---- DOCUMENT SEGMENT

Not being a neglectful husband is more than just asking how her day was, or taking her out once in a while, or listening to her for 15 minutes then tuning her out the rest of the day. Neglect is also emotional distance, isolation, and cold-hearted selfishness: brutishness. If you can’t think of someone before you think of yourself, then you are not doing your dharma to your marriage, and your society.
This isn’t to say women are perfect. Nilambari has described at great length how ill-treatment of men and abuse of marriage laws is a precipitous path for society. But she and others like her have stood up for men. It is time we stood by such women, and not neglect our good fortune.
§. Daughters are Music of the Home
Sons may carry on lineages. Sons may carry on names. Sons may even carry us on to the afterlife (all per the Smritis). But daughters are the music of the home.
For far too long has the place of daughters been diminished in our own eyes as a dowry burden. Researched and presented by Nilambari in the first of our Shakti Series of Posts, dowry is adharmic, stridhaan is not. Stridhaan is not a profitable asset for greedy bridegrooms, but a gift to a bride from her own family, for her own security and maintenance. Even the Dharmasutras permit a young woman to choose her own suitor if one cannot be found by her father. If there are only greedy, money hungry would-be matches, better to let her be, and make her own choice and meet her own match.
Therefore, the birth of daughters should no longer be a financial calculation, let alone a burden. Daughters are in fact the music of the home. If we encourage a young man to marry a wife to add colour to his life, then we should encourage him to welcome daughters to bring music to his home. From laughter, to singing, to dancing, to innocence, to sweetness, more than his own wife, it is his own little girl that softens a man, and his own rough edges.
At a time in the dread Kali (5117), when daughters more than sons are increasingly looking after parents, the veritable dhvani for any true garhapati is his putri and dauhitri.
We are the Civilization of Satakarni and Samudra Gupta who proudly styled themselves as Gautami-putra and Licchavayah. Streeya Maryada Uttama.
Thus spake Nripathi on Nara Dharma to Naari.
IV.Nara Dharma Principles & Explanations
Maharajadiraja Samudra Gupta with veena & vaana
Uddaret atmana atmanam. One should elevate oneself. One should cultivate oneself. Not just spiritually, not just morally, but also culturally. Our tradition never condemned the man of the arts. In fact, it praised warrior poets, and cultured Kings. Maharajas like Paramara Bhoja and Maharajadirajas like Samudra Gupta were famed not only as Kings, generals, and warriors, but also as patrons of the arts & learning and musicians or men-of-letters in their own right. They held the veena in one hand and the vaana (bow) in the other. Do not be a sybaritic and overly refined poppinjay, but do not be a dour and brutish troglodyte either. Neither be a bookish wimp nor an uncultured ruffian. It is an art, an art as simple as Calligraphy, that disengages man from the severity of his duty, so that he can meditate on the right course of action.

--------
---- RECORDS TO USE

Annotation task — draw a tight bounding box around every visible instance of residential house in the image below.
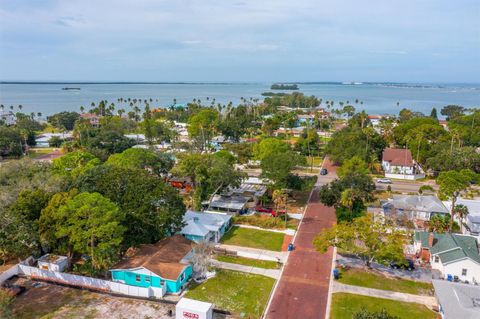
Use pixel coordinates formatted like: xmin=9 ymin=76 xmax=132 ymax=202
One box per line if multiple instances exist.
xmin=80 ymin=113 xmax=101 ymax=127
xmin=414 ymin=232 xmax=480 ymax=283
xmin=179 ymin=211 xmax=232 ymax=243
xmin=37 ymin=254 xmax=68 ymax=272
xmin=432 ymin=280 xmax=480 ymax=319
xmin=202 ymin=195 xmax=250 ymax=216
xmin=382 ymin=195 xmax=449 ymax=229
xmin=110 ymin=235 xmax=194 ymax=295
xmin=382 ymin=148 xmax=425 ymax=180
xmin=0 ymin=111 xmax=17 ymax=126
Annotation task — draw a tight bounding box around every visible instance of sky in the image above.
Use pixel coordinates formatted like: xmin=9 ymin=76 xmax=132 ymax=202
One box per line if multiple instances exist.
xmin=0 ymin=0 xmax=480 ymax=83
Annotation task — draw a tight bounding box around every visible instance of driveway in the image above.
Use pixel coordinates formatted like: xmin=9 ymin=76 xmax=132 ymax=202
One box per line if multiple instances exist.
xmin=336 ymin=254 xmax=432 ymax=282
xmin=265 ymin=159 xmax=336 ymax=319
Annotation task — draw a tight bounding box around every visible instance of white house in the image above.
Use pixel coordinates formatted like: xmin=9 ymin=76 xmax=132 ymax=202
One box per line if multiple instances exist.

--------

### EXERCISES TO COMPLETE
1) Reproduce the rows word for word, from the line holding "house in the image above." through the last line of the rows, with both ends included.
2) Pick up the essay on Nara Dharma and continue it from its final sentence.

### EXPECTED OUTPUTS
1)
Annotation task — draw a tight bounding box around every visible instance of white house in the image above.
Use pixel coordinates formatted like: xmin=9 ymin=76 xmax=132 ymax=202
One box per line if multiple instances exist.

2)
A real man is not 1 dimensional. He has many dimensions to him. His jati or state origin are only 1 aspect. His varna is only 1 aspect. His marital status is only 1 aspect. His interests/desires are only 1 aspect. His talents are only 1 aspect. As such, his personal duty, his svadharma, is to ensure all these aspects are in harmony, and in harmony with his society’s needs. it also means knowing how to interact with others especially women, as we showed above, and understanding the nava rasa of life, especially Sringara rasa.
Some malefactors of dharma have characterised svadharma as something subjective and capricious. But this is false. Svadharma is evaluating the needs of society and understanding one’s talents and obligations, to determine the optimal course of action or duty to society. How can you best contribute? That is how svadharma is determined. Not everyone can be a King or captain. Not everyone can be a purohit or teacher. Not everyone is good at business. And not everyone is a good craftsmen or farmer or construction worker. Rather than being jealous of others, understand your current competence and overall potential, avoid the Arishadvargas, and put society before self. That is how svadharma is determined and achieved.
That is why Acharya Chanakya writes
Sukhasya moolam dharmah Dharmasya moolamarthah |
Arthasya moolam rajyam Rajasya moolam indriyavijayam ||
The Root of Happiness is Dharma. The root of Dharma is Artha.
The Root of Artha is Rajyam [Power]. The root of Power is Victory over the Senses [10,129]
That is the key to happy living and the basis for all the Yama & Niyama (do’s and don’ts) that characterise the Dharmasastra and are advocated by the Yoga Sutras of Patanjali.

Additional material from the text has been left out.